*SHORT TASK:* The entries below should be transcribed in their entirety, exactly as written.

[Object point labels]
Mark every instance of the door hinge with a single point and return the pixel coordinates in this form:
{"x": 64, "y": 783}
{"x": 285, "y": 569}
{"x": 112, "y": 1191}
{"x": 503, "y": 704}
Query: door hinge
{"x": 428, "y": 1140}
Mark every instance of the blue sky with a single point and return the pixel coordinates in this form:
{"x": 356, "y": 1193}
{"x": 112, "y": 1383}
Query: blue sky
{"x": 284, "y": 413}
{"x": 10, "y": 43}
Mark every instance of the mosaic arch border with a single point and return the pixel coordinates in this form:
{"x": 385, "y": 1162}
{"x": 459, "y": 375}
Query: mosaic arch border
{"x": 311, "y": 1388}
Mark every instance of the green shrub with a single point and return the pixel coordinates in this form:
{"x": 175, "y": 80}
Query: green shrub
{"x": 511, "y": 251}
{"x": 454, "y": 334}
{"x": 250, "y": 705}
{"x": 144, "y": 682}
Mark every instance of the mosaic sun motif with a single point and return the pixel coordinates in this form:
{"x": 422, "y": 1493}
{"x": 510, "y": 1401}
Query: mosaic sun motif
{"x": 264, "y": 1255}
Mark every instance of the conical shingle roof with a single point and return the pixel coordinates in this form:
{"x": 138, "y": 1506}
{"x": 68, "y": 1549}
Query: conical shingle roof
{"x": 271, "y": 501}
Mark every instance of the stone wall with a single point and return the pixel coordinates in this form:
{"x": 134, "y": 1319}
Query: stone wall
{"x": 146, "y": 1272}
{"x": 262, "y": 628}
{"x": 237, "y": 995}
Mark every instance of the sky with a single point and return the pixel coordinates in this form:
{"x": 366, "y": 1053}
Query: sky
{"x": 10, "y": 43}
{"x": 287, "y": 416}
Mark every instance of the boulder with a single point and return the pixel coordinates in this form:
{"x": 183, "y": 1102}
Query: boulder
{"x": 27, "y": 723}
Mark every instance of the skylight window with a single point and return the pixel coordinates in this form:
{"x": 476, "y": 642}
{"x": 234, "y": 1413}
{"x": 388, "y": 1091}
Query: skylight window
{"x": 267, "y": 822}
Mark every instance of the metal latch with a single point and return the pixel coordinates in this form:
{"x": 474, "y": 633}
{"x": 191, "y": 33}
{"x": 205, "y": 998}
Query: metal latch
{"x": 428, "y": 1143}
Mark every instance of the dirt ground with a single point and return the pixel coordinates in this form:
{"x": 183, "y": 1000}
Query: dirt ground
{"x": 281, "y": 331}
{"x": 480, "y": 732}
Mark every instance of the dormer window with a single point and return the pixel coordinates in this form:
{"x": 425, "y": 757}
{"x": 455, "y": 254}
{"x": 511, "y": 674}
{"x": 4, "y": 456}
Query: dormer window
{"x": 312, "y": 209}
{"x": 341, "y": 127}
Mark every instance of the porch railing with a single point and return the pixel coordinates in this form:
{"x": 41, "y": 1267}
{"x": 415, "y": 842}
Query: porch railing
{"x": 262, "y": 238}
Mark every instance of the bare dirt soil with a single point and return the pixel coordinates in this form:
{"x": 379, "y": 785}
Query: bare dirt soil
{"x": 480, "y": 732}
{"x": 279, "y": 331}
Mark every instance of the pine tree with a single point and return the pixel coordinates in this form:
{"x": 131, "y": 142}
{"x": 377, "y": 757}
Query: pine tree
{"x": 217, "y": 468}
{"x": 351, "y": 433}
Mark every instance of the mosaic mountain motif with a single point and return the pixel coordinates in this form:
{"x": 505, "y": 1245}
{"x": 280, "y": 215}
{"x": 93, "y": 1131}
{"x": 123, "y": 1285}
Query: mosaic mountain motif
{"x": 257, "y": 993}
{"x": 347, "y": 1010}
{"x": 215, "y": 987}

*THE ANSWER:*
Mark every instance of the door hinge with a single point and return the pixel coordinates in this form:
{"x": 64, "y": 783}
{"x": 285, "y": 569}
{"x": 112, "y": 1191}
{"x": 503, "y": 704}
Query: door hinge
{"x": 428, "y": 1140}
Mark every instance of the blue sky with a single point and return the pixel coordinates in this form:
{"x": 356, "y": 1193}
{"x": 112, "y": 1383}
Query: blue sky
{"x": 284, "y": 413}
{"x": 10, "y": 43}
Mark every instance of the mosaic arch border with a single point and return the pixel coordinates in this form:
{"x": 385, "y": 1162}
{"x": 459, "y": 375}
Query: mosaic arch border
{"x": 311, "y": 1388}
Mark every instance of the green shrub with a single point and return the pixel coordinates in this form:
{"x": 175, "y": 80}
Query: green shrub
{"x": 511, "y": 251}
{"x": 454, "y": 334}
{"x": 250, "y": 705}
{"x": 144, "y": 682}
Mark every instance of the mosaic sun motif with a single point and return the pixel coordinates in this form:
{"x": 422, "y": 1493}
{"x": 510, "y": 1401}
Query: mosaic sun motif
{"x": 264, "y": 1255}
Mark every instance of the conical shingle roof with a single point and return the pixel coordinates in this form:
{"x": 138, "y": 1506}
{"x": 68, "y": 1549}
Query: conical shingle roof
{"x": 271, "y": 501}
Mark every instance of the stone wall with a single point and return the pixel coordinates in this form:
{"x": 134, "y": 1319}
Query: stone wall
{"x": 146, "y": 1272}
{"x": 262, "y": 628}
{"x": 237, "y": 995}
Mark every instance of the sky with a single point and return the pixel coordinates in this form:
{"x": 366, "y": 1053}
Query: sky
{"x": 10, "y": 43}
{"x": 287, "y": 416}
Mark every instance of the boulder with a single point and return the pixel coordinates in this form:
{"x": 183, "y": 1102}
Query: boulder
{"x": 27, "y": 723}
Mark every instance of the skylight window with a single point and return the pixel coordinates in this form:
{"x": 476, "y": 642}
{"x": 234, "y": 1413}
{"x": 388, "y": 1091}
Query: skylight window
{"x": 267, "y": 822}
Mark every instance of the metal latch with a single point and return the pixel coordinates in this form:
{"x": 474, "y": 633}
{"x": 191, "y": 33}
{"x": 205, "y": 998}
Query: metal latch
{"x": 428, "y": 1143}
Mark every instance of the dirt ground with a single point and return the pixel coordinates in this form:
{"x": 183, "y": 1000}
Query: dirt ground
{"x": 281, "y": 331}
{"x": 480, "y": 732}
Mark every instance of the dormer window with a single point and return the pixel coordinates in this form:
{"x": 425, "y": 757}
{"x": 455, "y": 254}
{"x": 511, "y": 674}
{"x": 4, "y": 456}
Query: dormer window
{"x": 312, "y": 209}
{"x": 341, "y": 127}
Mark every instance of the porch railing with a single point and return the pixel coordinates in this form:
{"x": 41, "y": 1267}
{"x": 415, "y": 842}
Query: porch railing
{"x": 262, "y": 238}
Mark every instance of the bare dirt soil with a single point and return the pixel coordinates in this form:
{"x": 379, "y": 785}
Query: bare dirt soil
{"x": 480, "y": 732}
{"x": 279, "y": 331}
Mark every instance of the pine tree with a single point and return the pixel coordinates in this form:
{"x": 131, "y": 142}
{"x": 377, "y": 757}
Query: pine tree
{"x": 217, "y": 468}
{"x": 351, "y": 433}
Mark every instance of the mosaic mountain motif with a single point and return the pixel coordinates in this form:
{"x": 505, "y": 1245}
{"x": 280, "y": 215}
{"x": 93, "y": 1131}
{"x": 123, "y": 1285}
Query: mosaic mountain motif
{"x": 257, "y": 993}
{"x": 347, "y": 1010}
{"x": 215, "y": 987}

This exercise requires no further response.